> Instructions to follow
Reproduce the records exactly.

"""

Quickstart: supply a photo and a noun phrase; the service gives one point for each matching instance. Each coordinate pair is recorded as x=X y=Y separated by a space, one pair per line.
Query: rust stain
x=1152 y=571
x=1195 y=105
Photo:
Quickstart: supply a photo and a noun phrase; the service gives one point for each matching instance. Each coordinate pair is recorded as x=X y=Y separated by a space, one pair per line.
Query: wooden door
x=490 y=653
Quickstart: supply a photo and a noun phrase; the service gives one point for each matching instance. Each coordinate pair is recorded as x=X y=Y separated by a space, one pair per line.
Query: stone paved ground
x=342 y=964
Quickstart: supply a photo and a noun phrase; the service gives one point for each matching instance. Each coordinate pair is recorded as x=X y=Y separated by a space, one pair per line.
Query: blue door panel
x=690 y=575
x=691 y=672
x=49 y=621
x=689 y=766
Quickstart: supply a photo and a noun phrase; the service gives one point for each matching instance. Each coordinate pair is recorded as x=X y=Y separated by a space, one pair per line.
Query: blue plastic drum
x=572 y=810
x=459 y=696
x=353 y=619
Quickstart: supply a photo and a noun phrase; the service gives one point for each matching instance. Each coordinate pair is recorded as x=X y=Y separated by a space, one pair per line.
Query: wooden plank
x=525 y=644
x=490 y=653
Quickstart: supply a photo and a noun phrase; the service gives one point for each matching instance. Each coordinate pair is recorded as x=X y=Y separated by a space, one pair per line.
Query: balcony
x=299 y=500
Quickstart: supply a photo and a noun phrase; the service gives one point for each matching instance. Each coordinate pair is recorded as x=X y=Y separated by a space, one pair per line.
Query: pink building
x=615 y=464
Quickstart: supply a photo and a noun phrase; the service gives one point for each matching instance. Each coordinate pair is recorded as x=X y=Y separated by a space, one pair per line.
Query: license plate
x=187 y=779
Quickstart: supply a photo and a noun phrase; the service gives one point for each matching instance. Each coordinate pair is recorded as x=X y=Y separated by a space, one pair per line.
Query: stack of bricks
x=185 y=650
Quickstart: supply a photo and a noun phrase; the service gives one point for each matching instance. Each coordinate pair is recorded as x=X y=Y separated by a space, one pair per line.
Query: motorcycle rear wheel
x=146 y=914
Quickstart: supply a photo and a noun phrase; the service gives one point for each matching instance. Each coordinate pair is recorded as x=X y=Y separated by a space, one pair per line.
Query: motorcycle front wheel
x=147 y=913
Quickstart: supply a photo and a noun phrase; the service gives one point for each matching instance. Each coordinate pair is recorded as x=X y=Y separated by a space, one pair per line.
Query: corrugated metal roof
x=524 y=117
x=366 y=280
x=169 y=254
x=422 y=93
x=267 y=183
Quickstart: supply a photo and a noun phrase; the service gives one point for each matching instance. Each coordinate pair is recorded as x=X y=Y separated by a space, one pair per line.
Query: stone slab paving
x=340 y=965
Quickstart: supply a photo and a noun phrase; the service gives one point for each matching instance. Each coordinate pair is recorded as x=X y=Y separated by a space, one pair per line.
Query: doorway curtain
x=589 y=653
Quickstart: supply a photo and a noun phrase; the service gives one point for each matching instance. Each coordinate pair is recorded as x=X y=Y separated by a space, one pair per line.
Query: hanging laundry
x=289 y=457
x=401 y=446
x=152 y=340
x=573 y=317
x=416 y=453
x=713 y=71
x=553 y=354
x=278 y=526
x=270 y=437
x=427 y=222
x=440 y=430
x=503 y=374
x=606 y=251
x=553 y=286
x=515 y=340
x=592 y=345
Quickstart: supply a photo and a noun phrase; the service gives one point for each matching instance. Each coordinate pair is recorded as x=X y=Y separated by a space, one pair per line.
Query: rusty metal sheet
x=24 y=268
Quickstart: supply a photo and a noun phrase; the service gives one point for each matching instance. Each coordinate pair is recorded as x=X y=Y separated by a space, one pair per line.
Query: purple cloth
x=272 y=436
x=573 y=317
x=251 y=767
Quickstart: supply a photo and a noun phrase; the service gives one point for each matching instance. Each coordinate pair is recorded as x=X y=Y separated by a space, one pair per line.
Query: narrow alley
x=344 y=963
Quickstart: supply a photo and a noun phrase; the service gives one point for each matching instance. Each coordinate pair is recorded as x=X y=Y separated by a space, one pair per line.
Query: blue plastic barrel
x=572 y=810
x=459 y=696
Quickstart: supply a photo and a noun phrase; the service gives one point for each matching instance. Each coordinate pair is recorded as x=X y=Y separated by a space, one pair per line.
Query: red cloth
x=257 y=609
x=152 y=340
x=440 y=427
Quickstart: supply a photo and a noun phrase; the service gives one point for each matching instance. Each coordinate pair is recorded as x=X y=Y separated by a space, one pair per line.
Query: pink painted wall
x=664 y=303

"""

> Answer to this problem
Quickstart: supply a photo and a noun phrase; the service gives one point for each matching instance. Each coordinate pair is recorded as x=X y=Y separated by a space, one pair per line.
Query: rust stain
x=1152 y=571
x=1195 y=105
Photo:
Quickstart: supply a photo and a noun phrase; the service gives one point for each matching instance. Each coordinate pair is recorded as x=X y=Y separated by a space, one pair per line.
Query: wooden door
x=490 y=653
Quickstart: supply a photo and a noun phrase; the service gives one point for each matching instance. Each coordinate pair is recorded as x=X y=Y separated by a space, one pair per line.
Query: stone paved ground
x=342 y=964
Quickstart: supply a photo and a noun phrase; the service gives one point for each matching instance. Each coordinate pair is recorded as x=X y=Y separated by a space, one pair per line.
Query: blue door panel
x=690 y=575
x=691 y=672
x=49 y=621
x=689 y=766
Quickstart: supply a photo and a noun phrase; the service gives one point for each matching instance. Each coordinate pair is recorded as x=X y=Y separated by a space, one pair per line.
Query: blue plastic drum
x=572 y=810
x=459 y=696
x=353 y=619
Quickstart: supply a photo and a noun phrase; the service gives one point for each matching instance. Each coordinate pair is recorded as x=X y=Y separated by a space, one pair per line.
Query: wooden plank
x=525 y=644
x=490 y=653
Quickstart: supply a photo and a noun phrase; the service gives one point for each matching instance. Each coordinate pair is recorded as x=X y=Y separated by a space, one pair per line.
Query: balcony
x=299 y=500
Quickstart: supply a photo and a noun phrase; the service gives one point for each matching instance. Each coordinate pair is recorded as x=X y=Y separated by a space, one pair per line.
Query: pink building
x=615 y=464
Quickstart: supply a photo and a noun phrase; the service gives one point for each matching instance. Each coordinate pair is recorded as x=X y=Y separated by a space, one pair per line.
Query: license plate
x=187 y=779
Quickstart: supply a photo and a noun phrase; the service gives one point for each matching instance. Each coordinate pair is recorded as x=X y=Y separated by a space, one pair per line.
Query: stack of bricks
x=185 y=650
Quickstart: supply a photo and a noun phrase; the service gives one point for each matching instance. Each coordinate pair is recorded as x=X y=Y separated by a space, one pair per line.
Query: motorcycle rear wheel
x=146 y=914
Quickstart: supply a photo and a noun phrase; the service gives one point for each matching instance. Each coordinate pair is recorded as x=X y=Y separated by a space, one pair per line.
Query: motorcycle front wheel
x=147 y=913
Quickstart: supply a photo and a noun phrase; the service gives one point for each matching instance. Each coordinate pair is recorded as x=X y=Y separated by a space, one pair per line.
Query: corrugated metal roof
x=524 y=117
x=366 y=280
x=169 y=254
x=422 y=93
x=267 y=183
Quickstart: supply a photo and a noun phrase; the service gives one point for each matching instance. Each coordinate pair is recorded as x=X y=Y separated by a space, one pair per line.
Query: stone slab paving
x=340 y=965
Quickstart: supply a photo and a noun phrase; the service gives one point for each matching instance. Each coordinate pair is recorded as x=X y=Y separated by a space, one pair per line.
Query: doorway curtain
x=589 y=653
Quickstart: supply a photo and a noun phrase; the service gives one point for each matching instance. Each coordinate pair is recorded as x=X y=Y separated by a space, one pair per line.
Query: hanging laundry
x=289 y=457
x=401 y=446
x=152 y=340
x=573 y=317
x=416 y=453
x=713 y=71
x=553 y=354
x=278 y=526
x=270 y=437
x=427 y=222
x=440 y=430
x=503 y=374
x=606 y=251
x=553 y=286
x=515 y=340
x=592 y=345
Quickstart: supply a photo and a noun phrase; the service gives one point for each matching instance. Each coordinate pair is recorded as x=X y=Y separated by a space, one pair per line.
Query: rusty metal sheet
x=24 y=268
Quickstart: supply a photo and a noun phrase; the service gives one point for each matching instance. Each coordinate pair is recorded as x=X y=Y separated by a space, one pair per line.
Query: purple cloth
x=272 y=436
x=573 y=317
x=251 y=767
Quickstart: supply a photo and a noun phrase; the service gives one point for each matching instance. Each coordinate pair is recorded as x=X y=Y separated by a space, one pair per line.
Query: narrow alley
x=344 y=963
Quickstart: supply a photo and a noun phrase; the service gives one point for each matching instance. Each coordinate pair is recorded as x=X y=Y separated by a space, one pair per line.
Query: blue plastic barrel
x=572 y=810
x=459 y=696
Quickstart: supply a photo and a noun phrase; the service gives one point for each matching instance. Each coordinate pair is recorded as x=X y=Y separated by a space, one pair per line.
Query: red cloth
x=257 y=609
x=152 y=340
x=440 y=427
Quickstart: supply a photo and a noun phrase; the service gives one point for each matching instance. Each coordinate pair is recorded as x=X y=Y separated by a space, one pair per line.
Query: pink painted wall
x=664 y=303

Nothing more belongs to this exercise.